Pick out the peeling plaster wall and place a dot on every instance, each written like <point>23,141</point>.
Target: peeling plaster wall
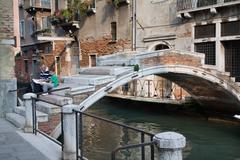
<point>7,75</point>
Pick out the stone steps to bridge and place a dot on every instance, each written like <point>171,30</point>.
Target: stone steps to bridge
<point>56,99</point>
<point>92,80</point>
<point>75,89</point>
<point>105,70</point>
<point>41,117</point>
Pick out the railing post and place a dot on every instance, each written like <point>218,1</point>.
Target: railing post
<point>29,111</point>
<point>69,129</point>
<point>169,145</point>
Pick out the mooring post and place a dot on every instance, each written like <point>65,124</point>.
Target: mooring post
<point>169,145</point>
<point>29,111</point>
<point>69,129</point>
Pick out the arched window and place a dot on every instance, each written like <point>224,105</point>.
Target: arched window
<point>161,47</point>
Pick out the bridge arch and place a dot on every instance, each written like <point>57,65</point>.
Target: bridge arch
<point>160,46</point>
<point>213,87</point>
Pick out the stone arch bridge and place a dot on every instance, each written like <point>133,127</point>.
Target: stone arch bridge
<point>206,85</point>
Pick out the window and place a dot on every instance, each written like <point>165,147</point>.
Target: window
<point>26,65</point>
<point>93,4</point>
<point>45,3</point>
<point>33,2</point>
<point>230,28</point>
<point>114,31</point>
<point>205,31</point>
<point>48,49</point>
<point>22,28</point>
<point>161,47</point>
<point>209,49</point>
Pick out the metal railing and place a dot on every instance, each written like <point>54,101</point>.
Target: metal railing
<point>194,4</point>
<point>79,137</point>
<point>35,121</point>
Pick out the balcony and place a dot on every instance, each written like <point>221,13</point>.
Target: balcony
<point>184,6</point>
<point>38,5</point>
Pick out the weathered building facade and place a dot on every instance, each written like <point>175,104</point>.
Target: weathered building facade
<point>206,26</point>
<point>38,45</point>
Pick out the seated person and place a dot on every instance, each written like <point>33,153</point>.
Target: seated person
<point>45,74</point>
<point>51,84</point>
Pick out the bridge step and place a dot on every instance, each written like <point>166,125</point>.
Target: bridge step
<point>75,89</point>
<point>41,117</point>
<point>58,100</point>
<point>89,79</point>
<point>47,108</point>
<point>16,119</point>
<point>105,70</point>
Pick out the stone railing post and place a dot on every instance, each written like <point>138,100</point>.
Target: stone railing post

### Stated goal
Rewrite the entire listing above, substituting "put a mark" for every "place a dot" and changing nothing else. Leave the pictures out.

### Task output
Pick out the peeling plaster wall and put a mark on every instance, each written like <point>23,141</point>.
Target: peeling plaster wall
<point>7,75</point>
Pick out the stone steps to bridge and put a mark on every instance, each written like <point>171,30</point>.
Target: stone steps to bridge
<point>56,99</point>
<point>92,80</point>
<point>75,89</point>
<point>105,70</point>
<point>41,117</point>
Pick out the railing post and put a mark on every instance, each written like <point>218,1</point>.
Target: railing post
<point>29,111</point>
<point>69,129</point>
<point>169,145</point>
Pick out the mooring post and put a mark on every instance, each written like <point>65,124</point>.
Target: mooring post
<point>169,145</point>
<point>29,111</point>
<point>69,129</point>
Pick out the arched window and put a mark on every instance, each written like <point>224,105</point>.
Target: arched window
<point>161,47</point>
Pick out the bridge arch and put a mark on every instance, each written like <point>57,65</point>.
Target: bridge arch
<point>160,46</point>
<point>213,87</point>
Pick out the stone arch bridge and put a mark on every instance, each written like <point>133,127</point>.
Target: stone arch bridge
<point>206,85</point>
Pick out the window and put a mark on every instance, each written like <point>165,147</point>.
Target: window
<point>26,65</point>
<point>93,4</point>
<point>45,3</point>
<point>33,2</point>
<point>230,28</point>
<point>114,31</point>
<point>205,31</point>
<point>48,49</point>
<point>22,28</point>
<point>161,47</point>
<point>209,49</point>
Pick out the metal railing and put a mark on every instance, each written like <point>54,101</point>.
Target: metal railing
<point>194,4</point>
<point>79,137</point>
<point>35,121</point>
Pick out the balcony and put a mark on every instance, each written like <point>221,13</point>.
Target: balcony
<point>184,6</point>
<point>38,5</point>
Pick out the weathered building facade and put a mark on every instance, each written like <point>175,104</point>.
Target: weathered building facade
<point>206,26</point>
<point>38,45</point>
Pick out the seated person and put a mark on every instance, each written like <point>33,153</point>.
Target: seated person
<point>45,74</point>
<point>51,84</point>
Pick out the bridge step and put a mark on every instance, each written like <point>166,125</point>.
Target: bridge step
<point>75,89</point>
<point>41,117</point>
<point>58,100</point>
<point>89,79</point>
<point>47,108</point>
<point>16,119</point>
<point>105,70</point>
Pick out the stone railing post and put a mark on every instance, each written like <point>138,100</point>.
Target: stone railing post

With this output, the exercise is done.